**INSTRUCTIONS FOR THE TASK**
Word for word, retype every record in the listing.

* * * * * * *

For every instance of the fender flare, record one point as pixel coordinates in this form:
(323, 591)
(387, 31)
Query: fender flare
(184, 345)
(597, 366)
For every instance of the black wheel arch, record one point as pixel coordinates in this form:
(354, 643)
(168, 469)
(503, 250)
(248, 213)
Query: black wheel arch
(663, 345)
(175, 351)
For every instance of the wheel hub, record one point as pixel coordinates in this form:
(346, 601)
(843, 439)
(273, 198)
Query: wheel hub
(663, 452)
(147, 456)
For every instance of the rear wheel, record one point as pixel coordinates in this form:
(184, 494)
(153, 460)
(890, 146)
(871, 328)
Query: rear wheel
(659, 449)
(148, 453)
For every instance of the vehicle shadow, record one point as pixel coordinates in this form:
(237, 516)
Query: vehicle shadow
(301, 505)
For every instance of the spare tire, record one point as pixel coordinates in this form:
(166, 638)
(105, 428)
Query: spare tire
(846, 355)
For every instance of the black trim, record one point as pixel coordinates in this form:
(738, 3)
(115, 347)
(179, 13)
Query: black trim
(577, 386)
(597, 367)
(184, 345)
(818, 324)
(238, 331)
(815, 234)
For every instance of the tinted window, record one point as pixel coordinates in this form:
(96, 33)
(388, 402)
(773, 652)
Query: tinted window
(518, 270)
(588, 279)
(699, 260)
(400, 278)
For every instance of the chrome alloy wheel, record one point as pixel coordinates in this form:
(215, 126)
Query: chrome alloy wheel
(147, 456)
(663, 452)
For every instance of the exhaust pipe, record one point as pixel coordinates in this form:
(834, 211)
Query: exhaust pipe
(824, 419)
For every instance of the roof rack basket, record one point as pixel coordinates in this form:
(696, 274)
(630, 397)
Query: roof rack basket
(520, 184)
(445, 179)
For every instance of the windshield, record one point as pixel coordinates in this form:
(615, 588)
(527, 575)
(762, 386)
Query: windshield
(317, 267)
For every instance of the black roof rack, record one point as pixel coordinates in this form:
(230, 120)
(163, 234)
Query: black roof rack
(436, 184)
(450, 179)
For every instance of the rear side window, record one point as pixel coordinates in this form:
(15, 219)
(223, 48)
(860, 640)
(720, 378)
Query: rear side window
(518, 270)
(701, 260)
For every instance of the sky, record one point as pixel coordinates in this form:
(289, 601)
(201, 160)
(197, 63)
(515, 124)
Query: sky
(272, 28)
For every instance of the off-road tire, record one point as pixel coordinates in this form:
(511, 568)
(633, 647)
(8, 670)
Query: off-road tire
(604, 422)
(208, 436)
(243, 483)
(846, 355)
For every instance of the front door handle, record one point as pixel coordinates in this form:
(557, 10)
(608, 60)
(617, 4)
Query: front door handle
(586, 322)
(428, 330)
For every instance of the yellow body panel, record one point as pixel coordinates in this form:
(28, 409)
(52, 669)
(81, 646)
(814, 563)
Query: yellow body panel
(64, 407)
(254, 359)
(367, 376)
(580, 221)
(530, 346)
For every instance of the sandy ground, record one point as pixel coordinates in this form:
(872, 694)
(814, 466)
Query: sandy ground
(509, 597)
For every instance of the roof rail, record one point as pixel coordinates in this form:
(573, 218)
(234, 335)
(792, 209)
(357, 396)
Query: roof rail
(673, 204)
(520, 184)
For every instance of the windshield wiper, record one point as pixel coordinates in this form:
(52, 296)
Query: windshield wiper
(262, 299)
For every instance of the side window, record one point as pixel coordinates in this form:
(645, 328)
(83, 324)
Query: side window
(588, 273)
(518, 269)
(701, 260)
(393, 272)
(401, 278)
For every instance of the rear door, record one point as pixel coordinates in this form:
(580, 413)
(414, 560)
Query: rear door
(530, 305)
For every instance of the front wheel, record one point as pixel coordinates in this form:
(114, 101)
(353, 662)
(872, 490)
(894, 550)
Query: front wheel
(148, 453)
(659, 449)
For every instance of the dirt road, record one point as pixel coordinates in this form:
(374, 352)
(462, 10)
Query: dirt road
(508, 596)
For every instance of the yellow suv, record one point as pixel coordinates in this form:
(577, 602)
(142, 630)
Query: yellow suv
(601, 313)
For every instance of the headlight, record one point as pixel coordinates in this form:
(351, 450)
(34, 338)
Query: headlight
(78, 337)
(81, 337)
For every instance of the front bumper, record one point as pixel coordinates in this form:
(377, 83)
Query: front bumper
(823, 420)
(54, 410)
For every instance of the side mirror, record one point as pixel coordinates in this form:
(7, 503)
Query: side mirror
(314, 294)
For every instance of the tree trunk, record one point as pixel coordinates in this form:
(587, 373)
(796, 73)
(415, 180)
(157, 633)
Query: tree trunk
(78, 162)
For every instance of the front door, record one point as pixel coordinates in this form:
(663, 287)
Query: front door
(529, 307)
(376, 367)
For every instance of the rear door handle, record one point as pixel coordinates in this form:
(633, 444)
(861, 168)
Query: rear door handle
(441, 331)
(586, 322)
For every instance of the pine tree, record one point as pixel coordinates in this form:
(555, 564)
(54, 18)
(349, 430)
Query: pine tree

* * * * * * *

**RESULT OF THE EXERCISE**
For every instance of the fender flare, record one point as pixel coordinates in this form:
(323, 591)
(387, 31)
Query: fender flare
(184, 345)
(597, 366)
For every instance of the black wheel arch, record one point as pixel coordinates in this form:
(354, 643)
(168, 469)
(503, 250)
(248, 213)
Query: black wheel arch
(663, 345)
(175, 351)
For every instance of the wheel hub, record one point as pixel coordinates in this form:
(346, 601)
(843, 439)
(273, 198)
Query: wheel hub
(663, 452)
(147, 456)
For every instance of the rear wheel, record one point as pixel coordinates in this form:
(184, 494)
(153, 460)
(890, 146)
(871, 328)
Query: rear wheel
(659, 449)
(148, 453)
For every instance of the vehicle shadow, record one point as pixel coordinates in this form:
(237, 516)
Query: vehicle shadow
(301, 505)
For every instance of the spare tire, record one point as pixel coordinates in this form:
(166, 638)
(105, 428)
Query: spare tire
(846, 355)
For every instance of the black trim, record one point as pixel coordinates in this form:
(738, 3)
(115, 347)
(179, 13)
Query: black trim
(577, 386)
(597, 367)
(184, 345)
(818, 324)
(238, 331)
(815, 234)
For every instance of the tinted window, record one point as pixel coordinates in this form:
(96, 33)
(388, 402)
(773, 652)
Query: tinted window
(518, 270)
(588, 279)
(699, 260)
(400, 278)
For every instance of the chrome alloy wheel, record one point as pixel coordinates in this form:
(215, 126)
Query: chrome alloy wheel
(147, 456)
(663, 452)
For every instance of the exhaust pipe, record one point as pixel coordinates in this form:
(834, 211)
Query: exhaust pipe
(824, 419)
For every instance of the roof rack basket, record one point as pixel coordinates in this form:
(696, 274)
(630, 397)
Query: roof rack basket
(520, 184)
(445, 179)
For every instance of the windshield, record one point as pixel coordinates in this form:
(615, 588)
(527, 575)
(762, 386)
Query: windshield
(317, 267)
For every instance of the black roof rack, record one point as pixel coordinates in this form:
(230, 120)
(163, 234)
Query: black roof rack
(436, 184)
(450, 179)
For every instance of the rear side window, record one point as pixel coordinates in this form:
(15, 219)
(223, 48)
(860, 640)
(720, 378)
Query: rear side window
(518, 270)
(701, 260)
For every instance of the sky, record one point as pixel coordinates in this form:
(289, 601)
(201, 160)
(197, 63)
(515, 124)
Query: sky
(272, 28)
For every instance of the off-road tire, record one point as pixel coordinates in this form:
(511, 568)
(633, 647)
(8, 670)
Query: off-road tire
(604, 422)
(208, 436)
(243, 483)
(846, 355)
For every instance of the front door handle, record one point as pixel coordinates in this form:
(557, 10)
(608, 60)
(617, 4)
Query: front door handle
(586, 322)
(428, 330)
For every instance of the yellow body panel, record one point as pixel coordinates in this form:
(28, 409)
(52, 669)
(81, 646)
(814, 563)
Query: yellow body panel
(64, 407)
(254, 359)
(367, 376)
(580, 221)
(530, 346)
For every instance of the sandy ground, record one point as pixel coordinates in this form:
(872, 694)
(814, 466)
Query: sandy ground
(509, 597)
For every instance of the roof rail, record one point as pixel coordinates in this form:
(573, 218)
(234, 335)
(792, 209)
(357, 396)
Query: roof rail
(673, 204)
(520, 184)
For every instance of the windshield wiper, record one point as pixel coordinates in this form:
(52, 296)
Query: windshield wiper
(262, 299)
For every instance of the side window, record one point as pixel coordinates in this form:
(645, 328)
(83, 324)
Query: side window
(588, 273)
(518, 269)
(701, 260)
(393, 272)
(401, 278)
For every instance of the rear door, record one point as pixel coordinates in this form:
(580, 413)
(414, 560)
Query: rear door
(530, 305)
For every instance of the front wheel, record one point as pixel coordinates in this form:
(114, 101)
(353, 662)
(872, 490)
(894, 550)
Query: front wheel
(148, 453)
(659, 449)
For every instance of the dirt road, record one point as pixel coordinates in this form:
(374, 352)
(462, 10)
Query: dirt road
(508, 596)
For every instance of the yellow suv, record one point as pixel coordinates in this form:
(577, 602)
(142, 630)
Query: yellow suv
(601, 313)
For every instance of the headlight, record one point as pixel coordinates in this form:
(351, 450)
(34, 338)
Query: headlight
(78, 337)
(81, 337)
For every instance of the front bumper, record one point as pixel coordinates in this form:
(377, 83)
Query: front bumper
(823, 420)
(54, 410)
For every instance of the side mirror, record one point as pixel coordinates in this form:
(7, 503)
Query: side mirror
(314, 294)
For every instance of the tree trunk, record one point as pixel coordinates in this form:
(587, 373)
(796, 73)
(415, 180)
(157, 633)
Query: tree trunk
(78, 162)
For every instance of the front door, record one point as pixel coordinates in this form:
(663, 287)
Query: front door
(529, 307)
(376, 367)
For every instance of the rear door handle, record one point as pixel coordinates in this form:
(633, 444)
(861, 168)
Query: rear door handle
(441, 331)
(586, 322)
For every instance of the pine tree, record one point as pixel coordinates in this form:
(555, 564)
(54, 18)
(349, 430)
Query: pine tree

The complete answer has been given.